Problem requirements: Copy out every line from the one with "of the dark" up to and including the last line of the items, requests too, and shift each coordinate in the answers by adding 77 to it.

════════

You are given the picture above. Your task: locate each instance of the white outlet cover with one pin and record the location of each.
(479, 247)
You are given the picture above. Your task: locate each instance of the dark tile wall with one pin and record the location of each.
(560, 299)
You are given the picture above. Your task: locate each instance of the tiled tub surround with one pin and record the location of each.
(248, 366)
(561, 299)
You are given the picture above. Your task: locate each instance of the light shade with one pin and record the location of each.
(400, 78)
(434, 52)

════════

Result:
You are given the picture above. Your task: locate each instance of the dark tile wall with one pin and record the location of each.
(637, 376)
You are given the picture above. Your task: locate each instance of the tiled tub surround with one pin and record the location of each.
(325, 443)
(638, 376)
You are given the picture above. Your task: locate each instance of the light shade with one pin and record the location of each.
(477, 155)
(511, 129)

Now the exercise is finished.